**DESCRIPTION OF THE TASK:**
Your task is to copy every line of the entries that contains "below".

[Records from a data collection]

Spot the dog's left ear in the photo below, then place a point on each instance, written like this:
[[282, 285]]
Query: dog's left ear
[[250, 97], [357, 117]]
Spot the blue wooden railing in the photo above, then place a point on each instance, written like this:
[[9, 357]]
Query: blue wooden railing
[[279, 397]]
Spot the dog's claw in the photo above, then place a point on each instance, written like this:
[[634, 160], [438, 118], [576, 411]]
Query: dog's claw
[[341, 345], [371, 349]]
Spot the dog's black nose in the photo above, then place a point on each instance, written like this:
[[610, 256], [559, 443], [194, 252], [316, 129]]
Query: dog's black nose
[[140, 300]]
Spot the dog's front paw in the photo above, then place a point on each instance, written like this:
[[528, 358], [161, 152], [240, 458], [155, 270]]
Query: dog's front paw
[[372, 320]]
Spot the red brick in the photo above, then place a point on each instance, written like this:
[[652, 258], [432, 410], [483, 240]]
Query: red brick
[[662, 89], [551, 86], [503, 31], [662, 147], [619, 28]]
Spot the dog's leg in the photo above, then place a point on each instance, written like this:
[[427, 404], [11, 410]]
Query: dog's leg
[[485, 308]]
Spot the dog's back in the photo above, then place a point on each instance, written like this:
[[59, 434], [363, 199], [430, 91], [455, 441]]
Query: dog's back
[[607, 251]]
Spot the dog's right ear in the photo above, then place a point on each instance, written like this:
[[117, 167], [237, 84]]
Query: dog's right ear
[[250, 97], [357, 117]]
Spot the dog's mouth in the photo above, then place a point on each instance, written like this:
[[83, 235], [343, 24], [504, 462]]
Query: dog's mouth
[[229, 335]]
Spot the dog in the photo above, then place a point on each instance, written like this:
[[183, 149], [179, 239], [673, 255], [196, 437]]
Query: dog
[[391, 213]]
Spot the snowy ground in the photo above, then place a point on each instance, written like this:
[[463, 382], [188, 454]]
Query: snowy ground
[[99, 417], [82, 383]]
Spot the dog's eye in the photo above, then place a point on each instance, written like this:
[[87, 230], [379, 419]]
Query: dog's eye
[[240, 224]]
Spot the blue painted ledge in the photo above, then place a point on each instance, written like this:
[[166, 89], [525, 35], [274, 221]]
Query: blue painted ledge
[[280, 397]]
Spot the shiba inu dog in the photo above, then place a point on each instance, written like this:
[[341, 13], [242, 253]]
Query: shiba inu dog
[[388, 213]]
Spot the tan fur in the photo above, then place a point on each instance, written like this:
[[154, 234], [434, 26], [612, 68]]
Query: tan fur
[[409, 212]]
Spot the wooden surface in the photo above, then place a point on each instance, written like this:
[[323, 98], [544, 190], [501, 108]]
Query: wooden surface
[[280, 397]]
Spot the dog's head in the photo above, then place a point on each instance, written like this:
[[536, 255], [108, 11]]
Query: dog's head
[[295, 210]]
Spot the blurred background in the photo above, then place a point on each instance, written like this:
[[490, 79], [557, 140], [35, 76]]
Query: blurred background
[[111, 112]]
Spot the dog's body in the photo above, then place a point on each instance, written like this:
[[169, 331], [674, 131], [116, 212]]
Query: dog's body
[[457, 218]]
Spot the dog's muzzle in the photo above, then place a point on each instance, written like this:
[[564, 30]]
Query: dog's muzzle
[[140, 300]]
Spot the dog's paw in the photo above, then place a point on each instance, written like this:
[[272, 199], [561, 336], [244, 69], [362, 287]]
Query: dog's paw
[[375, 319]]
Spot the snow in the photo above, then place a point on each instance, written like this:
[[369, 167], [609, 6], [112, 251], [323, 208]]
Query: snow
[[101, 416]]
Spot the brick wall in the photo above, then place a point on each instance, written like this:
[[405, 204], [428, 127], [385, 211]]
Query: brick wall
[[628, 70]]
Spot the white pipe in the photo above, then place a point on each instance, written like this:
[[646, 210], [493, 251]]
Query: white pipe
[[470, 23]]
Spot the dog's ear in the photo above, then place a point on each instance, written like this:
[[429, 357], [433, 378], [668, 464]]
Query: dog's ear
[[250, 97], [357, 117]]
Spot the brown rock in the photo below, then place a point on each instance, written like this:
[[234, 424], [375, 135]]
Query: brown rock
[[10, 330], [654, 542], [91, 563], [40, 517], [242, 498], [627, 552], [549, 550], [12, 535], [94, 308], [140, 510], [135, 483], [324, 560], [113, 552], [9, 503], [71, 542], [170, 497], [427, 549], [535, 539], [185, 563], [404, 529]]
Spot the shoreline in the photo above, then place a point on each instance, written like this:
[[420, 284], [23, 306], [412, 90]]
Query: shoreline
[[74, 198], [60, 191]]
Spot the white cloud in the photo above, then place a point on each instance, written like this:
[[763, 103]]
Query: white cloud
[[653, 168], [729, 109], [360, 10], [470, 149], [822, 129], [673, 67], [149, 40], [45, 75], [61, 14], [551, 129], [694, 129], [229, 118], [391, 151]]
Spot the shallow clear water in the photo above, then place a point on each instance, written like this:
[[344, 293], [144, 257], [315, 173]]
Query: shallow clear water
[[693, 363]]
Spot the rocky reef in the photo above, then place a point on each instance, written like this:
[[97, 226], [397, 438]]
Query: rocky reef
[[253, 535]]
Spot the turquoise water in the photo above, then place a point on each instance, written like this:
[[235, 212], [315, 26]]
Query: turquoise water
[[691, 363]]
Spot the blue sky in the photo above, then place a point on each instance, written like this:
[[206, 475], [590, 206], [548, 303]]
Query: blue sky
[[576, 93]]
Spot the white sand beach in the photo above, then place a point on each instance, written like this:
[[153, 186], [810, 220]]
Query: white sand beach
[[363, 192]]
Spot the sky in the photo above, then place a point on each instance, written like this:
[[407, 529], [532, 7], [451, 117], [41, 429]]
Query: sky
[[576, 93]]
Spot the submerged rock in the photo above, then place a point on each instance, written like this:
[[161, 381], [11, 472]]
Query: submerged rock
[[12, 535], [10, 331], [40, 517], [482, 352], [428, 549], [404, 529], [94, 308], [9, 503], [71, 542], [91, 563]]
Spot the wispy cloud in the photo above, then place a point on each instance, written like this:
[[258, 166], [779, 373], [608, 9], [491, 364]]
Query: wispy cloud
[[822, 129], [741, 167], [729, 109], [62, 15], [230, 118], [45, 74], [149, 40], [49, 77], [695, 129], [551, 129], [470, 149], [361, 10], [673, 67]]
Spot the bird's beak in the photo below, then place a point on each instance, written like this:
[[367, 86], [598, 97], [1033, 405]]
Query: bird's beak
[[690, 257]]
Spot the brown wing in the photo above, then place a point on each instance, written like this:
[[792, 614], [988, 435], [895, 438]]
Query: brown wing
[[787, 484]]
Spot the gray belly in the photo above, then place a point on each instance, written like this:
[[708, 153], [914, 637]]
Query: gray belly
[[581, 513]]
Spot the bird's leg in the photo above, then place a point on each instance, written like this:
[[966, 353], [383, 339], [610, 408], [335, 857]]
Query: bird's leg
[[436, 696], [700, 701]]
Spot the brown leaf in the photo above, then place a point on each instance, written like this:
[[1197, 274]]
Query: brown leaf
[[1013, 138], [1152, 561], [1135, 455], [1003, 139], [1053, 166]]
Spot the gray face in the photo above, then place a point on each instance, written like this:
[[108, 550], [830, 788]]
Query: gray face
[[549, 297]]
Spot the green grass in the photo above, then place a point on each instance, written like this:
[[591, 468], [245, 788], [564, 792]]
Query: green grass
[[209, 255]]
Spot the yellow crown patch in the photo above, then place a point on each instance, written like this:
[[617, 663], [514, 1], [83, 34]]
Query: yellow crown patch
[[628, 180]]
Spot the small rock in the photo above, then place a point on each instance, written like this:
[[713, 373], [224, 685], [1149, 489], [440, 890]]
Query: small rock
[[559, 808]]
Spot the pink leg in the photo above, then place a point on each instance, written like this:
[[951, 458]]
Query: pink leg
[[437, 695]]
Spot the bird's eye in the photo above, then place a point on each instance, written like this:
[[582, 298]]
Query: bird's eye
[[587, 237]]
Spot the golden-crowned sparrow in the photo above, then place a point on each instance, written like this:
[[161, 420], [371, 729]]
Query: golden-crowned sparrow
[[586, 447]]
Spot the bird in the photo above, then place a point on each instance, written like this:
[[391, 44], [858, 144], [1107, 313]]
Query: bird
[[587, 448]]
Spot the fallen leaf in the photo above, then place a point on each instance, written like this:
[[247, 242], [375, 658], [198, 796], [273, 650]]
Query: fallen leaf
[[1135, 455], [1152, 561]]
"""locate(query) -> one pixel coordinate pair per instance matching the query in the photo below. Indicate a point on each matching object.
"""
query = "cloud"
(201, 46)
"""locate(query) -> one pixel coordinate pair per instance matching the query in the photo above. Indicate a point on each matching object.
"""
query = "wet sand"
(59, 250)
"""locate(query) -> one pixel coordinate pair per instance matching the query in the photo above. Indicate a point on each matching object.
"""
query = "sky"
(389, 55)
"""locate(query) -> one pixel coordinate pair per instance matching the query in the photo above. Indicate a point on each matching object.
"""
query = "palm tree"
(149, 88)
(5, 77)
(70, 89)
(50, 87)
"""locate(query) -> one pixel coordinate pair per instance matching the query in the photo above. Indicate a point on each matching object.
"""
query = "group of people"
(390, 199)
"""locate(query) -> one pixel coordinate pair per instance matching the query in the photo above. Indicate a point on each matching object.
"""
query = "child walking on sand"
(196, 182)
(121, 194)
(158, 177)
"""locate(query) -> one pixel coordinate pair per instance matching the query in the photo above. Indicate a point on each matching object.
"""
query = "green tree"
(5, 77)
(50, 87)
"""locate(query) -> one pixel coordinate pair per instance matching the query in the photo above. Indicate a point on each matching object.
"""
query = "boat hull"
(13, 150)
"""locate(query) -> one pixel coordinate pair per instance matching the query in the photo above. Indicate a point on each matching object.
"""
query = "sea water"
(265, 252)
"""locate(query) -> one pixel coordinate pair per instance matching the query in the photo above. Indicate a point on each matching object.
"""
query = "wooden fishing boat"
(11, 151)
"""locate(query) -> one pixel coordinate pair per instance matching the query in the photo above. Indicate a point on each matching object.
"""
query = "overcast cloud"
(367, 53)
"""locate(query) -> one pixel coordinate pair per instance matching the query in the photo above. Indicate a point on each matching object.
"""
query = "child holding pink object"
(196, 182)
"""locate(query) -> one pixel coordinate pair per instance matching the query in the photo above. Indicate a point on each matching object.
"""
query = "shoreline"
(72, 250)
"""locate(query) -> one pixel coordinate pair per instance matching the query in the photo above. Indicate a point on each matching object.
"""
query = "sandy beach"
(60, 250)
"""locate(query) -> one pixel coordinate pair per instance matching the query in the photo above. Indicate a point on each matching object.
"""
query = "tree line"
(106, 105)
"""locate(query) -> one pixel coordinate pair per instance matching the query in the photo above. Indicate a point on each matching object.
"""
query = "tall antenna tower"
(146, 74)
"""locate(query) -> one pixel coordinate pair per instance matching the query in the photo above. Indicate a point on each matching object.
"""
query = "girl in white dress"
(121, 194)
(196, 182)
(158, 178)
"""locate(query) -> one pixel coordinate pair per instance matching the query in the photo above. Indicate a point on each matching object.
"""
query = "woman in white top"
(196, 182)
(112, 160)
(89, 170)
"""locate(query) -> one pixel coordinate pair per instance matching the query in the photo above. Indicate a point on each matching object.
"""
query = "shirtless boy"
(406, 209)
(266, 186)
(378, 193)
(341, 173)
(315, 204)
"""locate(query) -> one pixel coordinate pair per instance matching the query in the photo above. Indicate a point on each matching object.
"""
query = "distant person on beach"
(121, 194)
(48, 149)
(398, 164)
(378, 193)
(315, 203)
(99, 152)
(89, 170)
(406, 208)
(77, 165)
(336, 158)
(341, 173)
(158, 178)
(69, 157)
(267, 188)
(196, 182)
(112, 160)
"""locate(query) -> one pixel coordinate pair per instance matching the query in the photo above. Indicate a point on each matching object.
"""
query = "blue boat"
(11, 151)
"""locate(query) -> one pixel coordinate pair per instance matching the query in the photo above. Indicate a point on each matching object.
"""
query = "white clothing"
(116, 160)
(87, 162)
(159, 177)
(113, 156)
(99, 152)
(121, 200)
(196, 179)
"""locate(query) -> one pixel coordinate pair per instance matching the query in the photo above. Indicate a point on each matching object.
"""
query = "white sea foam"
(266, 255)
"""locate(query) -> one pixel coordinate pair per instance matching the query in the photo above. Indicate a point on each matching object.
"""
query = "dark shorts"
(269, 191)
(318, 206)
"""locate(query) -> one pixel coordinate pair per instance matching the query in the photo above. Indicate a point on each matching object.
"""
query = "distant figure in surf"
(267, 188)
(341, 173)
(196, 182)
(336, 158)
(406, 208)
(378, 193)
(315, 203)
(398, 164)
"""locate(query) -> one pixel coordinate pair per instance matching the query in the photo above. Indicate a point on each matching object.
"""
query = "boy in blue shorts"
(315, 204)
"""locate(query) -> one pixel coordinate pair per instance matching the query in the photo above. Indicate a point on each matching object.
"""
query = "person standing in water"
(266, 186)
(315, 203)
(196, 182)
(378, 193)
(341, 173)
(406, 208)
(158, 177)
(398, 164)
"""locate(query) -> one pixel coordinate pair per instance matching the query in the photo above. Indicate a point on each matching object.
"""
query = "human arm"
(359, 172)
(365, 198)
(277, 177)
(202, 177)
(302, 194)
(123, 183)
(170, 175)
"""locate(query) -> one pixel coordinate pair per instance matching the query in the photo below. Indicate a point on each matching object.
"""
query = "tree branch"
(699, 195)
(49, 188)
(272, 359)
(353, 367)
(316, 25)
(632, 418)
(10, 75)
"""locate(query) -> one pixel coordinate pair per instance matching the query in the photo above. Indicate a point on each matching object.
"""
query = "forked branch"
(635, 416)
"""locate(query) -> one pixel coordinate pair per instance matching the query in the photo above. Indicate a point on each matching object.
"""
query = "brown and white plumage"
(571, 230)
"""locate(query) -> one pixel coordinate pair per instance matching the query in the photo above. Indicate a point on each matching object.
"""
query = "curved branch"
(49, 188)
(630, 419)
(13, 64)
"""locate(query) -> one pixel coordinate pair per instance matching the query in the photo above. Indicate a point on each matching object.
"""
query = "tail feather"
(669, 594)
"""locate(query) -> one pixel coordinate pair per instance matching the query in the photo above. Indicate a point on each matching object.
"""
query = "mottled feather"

**REPLY:**
Spot the dog's left ear in the photo below, then place a point on each instance, written like this:
Spot the brown rock in the photo below, then place a point on each instance, written like this:
Spot the bird's beak in the photo below, then place a point on each instance, written like this:
"""locate(query) -> one pixel coordinate pair per instance matching the query in the photo below. Indicate a point on each matching object.
"""locate(query) -> one pixel coordinate pair per instance matching the query in the photo below. Indicate a point on each matching object.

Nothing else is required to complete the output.